[Source records]
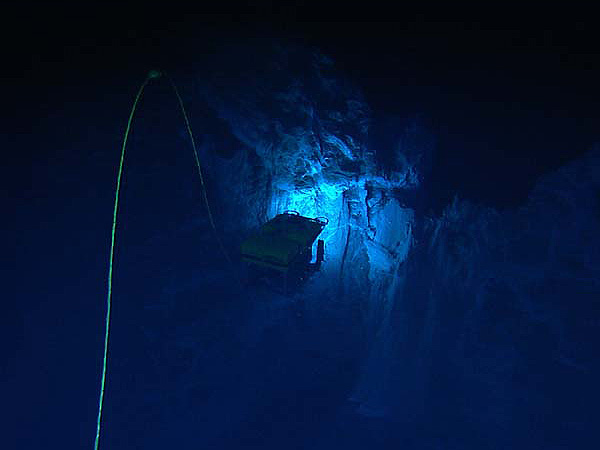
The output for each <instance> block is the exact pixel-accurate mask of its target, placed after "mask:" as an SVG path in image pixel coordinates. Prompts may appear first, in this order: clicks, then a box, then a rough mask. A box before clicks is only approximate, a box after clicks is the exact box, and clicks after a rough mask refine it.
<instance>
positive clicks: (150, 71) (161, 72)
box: [148, 69, 162, 80]
mask: <svg viewBox="0 0 600 450" xmlns="http://www.w3.org/2000/svg"><path fill="white" fill-rule="evenodd" d="M160 77H162V72H161V71H160V70H155V69H152V70H151V71H150V72H148V79H149V80H152V79H155V78H160Z"/></svg>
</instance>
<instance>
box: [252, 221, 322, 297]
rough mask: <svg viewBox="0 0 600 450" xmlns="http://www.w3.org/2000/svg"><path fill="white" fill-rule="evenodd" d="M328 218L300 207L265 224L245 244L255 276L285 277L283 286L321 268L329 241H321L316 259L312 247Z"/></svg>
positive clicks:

Exercise instructions - Could you retype all of the data above exactly as given, line for line, but leave out any pictures?

Reply -
The output for each <instance> block is the exact pixel-accurate mask of its target, placed after "mask:" as an SVG path in image pixel coordinates. Prompts may appear first, in this order: clicks, then a box, then a rough mask. A box before clicks is only approximate, a box after clicks is the exact box, and clicks after a rough mask refine it.
<instance>
positive clicks: (150, 71) (161, 72)
box: [148, 69, 162, 80]
mask: <svg viewBox="0 0 600 450" xmlns="http://www.w3.org/2000/svg"><path fill="white" fill-rule="evenodd" d="M160 77H162V72H161V71H160V70H155V69H152V70H151V71H150V72H148V79H149V80H152V79H155V78H160Z"/></svg>
</instance>
<instance>
box: [252, 221, 322, 297]
rough mask: <svg viewBox="0 0 600 450" xmlns="http://www.w3.org/2000/svg"><path fill="white" fill-rule="evenodd" d="M328 218L300 207L265 224L245 244L255 276L285 277L283 286L321 268L329 241H321L316 259L312 247Z"/></svg>
positive clicks:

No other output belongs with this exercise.